■ **取り組む課題**:
1. WONKのライブレポートにある「そしてそのなかでも群を抜いて強い輝きを放つのがWONKだ。」という一文を、英語に訳してもらえますか？
2. WONKのライブレポートのうち、「この日、1st・2ndステー」から下へ「なか、ライブはスタートした。」に至るまでをすべて、一字一句変えずに書き写してください。
3. WONKのライブレポートの本文が途切れたところから、その続きを書き進めてください。

■ **検討用本文**:
######

2017/11/01
今、世界の音楽シーンを席捲するフューチャー・ソウル。海外ではロバート・グラスパーやハイエイタス・カイヨーテといった強力アーティストが名を轟かせるが、国内でも数々のアーティストが注目を集めている。そしてそのなかでも群を抜いて強い輝きを放つのがWONKだ。彼らは昨年デビューしたにも関わらず、早くも【SUMMER SONIC 2017】や【第16回 東京JAZZ】に出演。また、ホセ・ジェイムズの作品にもリミキサーとして参加し、ヨーロッパツアーも成功させるなど、海外からも熱視線が注がれている。そんな飛ぶ鳥を落とす勢いのWONKが、9月発表のツインアルバム【Castor】【Pollux】を携えて、10月27日、Billboard Live OSAKAに登場した。世界水準を越えていった彼らの極上ライブの模様をご報告しよう。
この日、1st・2ndステージ共に満席。2ndに至っては立ち見までいっぱいという状況。しかもプレス関係者の姿も多く、彼らの注目度の高さをうかがわせる。加えて興味深いのは、客席に若い層や女性の姿も多いこと。WONKの音楽が、コアな音楽ファンはもちろんのこと、高感度の若いミュージックラバーたちも幅広くとりこにしている証しだろう。そんないつもと少し気配の異なる会場は、Kosuke HaradaによるDJプレイでクラブのムードを濃厚に…。リラックスしながらも期待が高まるなか、ライブはスタートした。

######

■ **掲載資料**:
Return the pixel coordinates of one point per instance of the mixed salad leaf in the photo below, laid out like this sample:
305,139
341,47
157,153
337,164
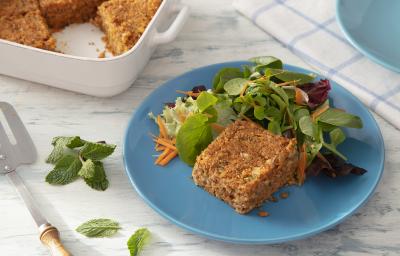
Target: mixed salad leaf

######

■ **課題ごとの結果**:
1. And among them, the one shining by far the brightest is WONK.

2.
この日、1st・2ndステージ共に満席。2ndに至っては立ち見までいっぱいという状況。しかもプレス関係者の姿も多く、彼らの注目度の高さをうかがわせる。加えて興味深いのは、客席に若い層や女性の姿も多いこと。WONKの音楽が、コアな音楽ファンはもちろんのこと、高感度の若いミュージックラバーたちも幅広くとりこにしている証しだろう。そんないつもと少し気配の異なる会場は、Kosuke HaradaによるDJプレイでクラブのムードを濃厚に…。リラックスしながらも期待が高まるなか、ライブはスタートした。

3.
まず姿を見せたのは荒田(D)。そして彼のドラムに乗せてメンバーが一人、また一人と舞台へ。時間と空間を切り離すことなく地続きとなるライブを予感させる。そしてその空気感のまま、スムーズに音世界へと観客を誘い始める。もちろん楽曲はニューアルバムからセレクトされ、そのなでるようなピアノの音色や重さのあるベースにゾクゾクさせられると、いっきにWONKワールドへ。メロウなボーカルも重なって耳心地も最高。高まる気分はアンダーグラウンドの鋭さを隠し味にしたナンバーでさらに上昇する。弾けるリズム、切り裂くSyn、ラフなSax、表情豊かな音は時代もジャンルも越えて一つになり刺激的な音体験をもたらす。出だしのリラックスムードから、気付けば自然と血が騒ぐ興奮へ。それはメンバーも同じなのか、長塚(Vo)がロックバンドのように「初めてのBillboard Live OSAKA、めちゃくちゃ楽しみにしてました。盛り上がっていきましょう!」と煽り、笑顔を見せる。…かと思えば、清らかなフルートやファルセットの歌声もパッケージして心地良く翻弄。客席は大きく手を振る人もいれば、恍惚の表情を浮かべる人も…と、聴く側の自由度も高い。これがWONKの世界なのだろう。またどこか不気味ささえたたえたメロディを響かせる【Feelin' You (Y.N.K)】では青いライトに照らされて深海のような音世界にしておいてから、ドラムのインプロヴィゼーションで浮上。会場からはFu!の大歓声が上がるのは必然だ。
そしてそこから「大阪はいつぶりだろう?(中略)なんだかんだでここに立ててるわけですけど、まさかワンマンで立てると思ってなくて…」(長塚)と喜びを言葉にし、プレゼント!とばかりに、11月8日にリリースされるThe Love Experimentとのコラボレーションアルバムから新曲【The World Looks So Brand New】をプレイ。つい踊りたくなるようなキャッチーさも漂わせるアップテンポなナンバーで中盤の攻撃を開始する。【Dance on the Water】ではハンズアップも起こって観客も前のめり。続く楽曲でも体の中から沸々とさせるベースラインや熱を帯びるボーカル、中毒性あるリフレインで、時にタテノリの景色も生み、さらに追い打ちを掛けるように疾走感あるダンサブルなナンバーでは、観客のクラップも巻き込み一体となって会場を跳ねさせる。また瞬間でポップな色合いも見せる【Loyal Man's Logic】では、雄弁なボーカルも印象的に曲も音圧も雰囲気もクレッシェンド。高揚感が広がっていく。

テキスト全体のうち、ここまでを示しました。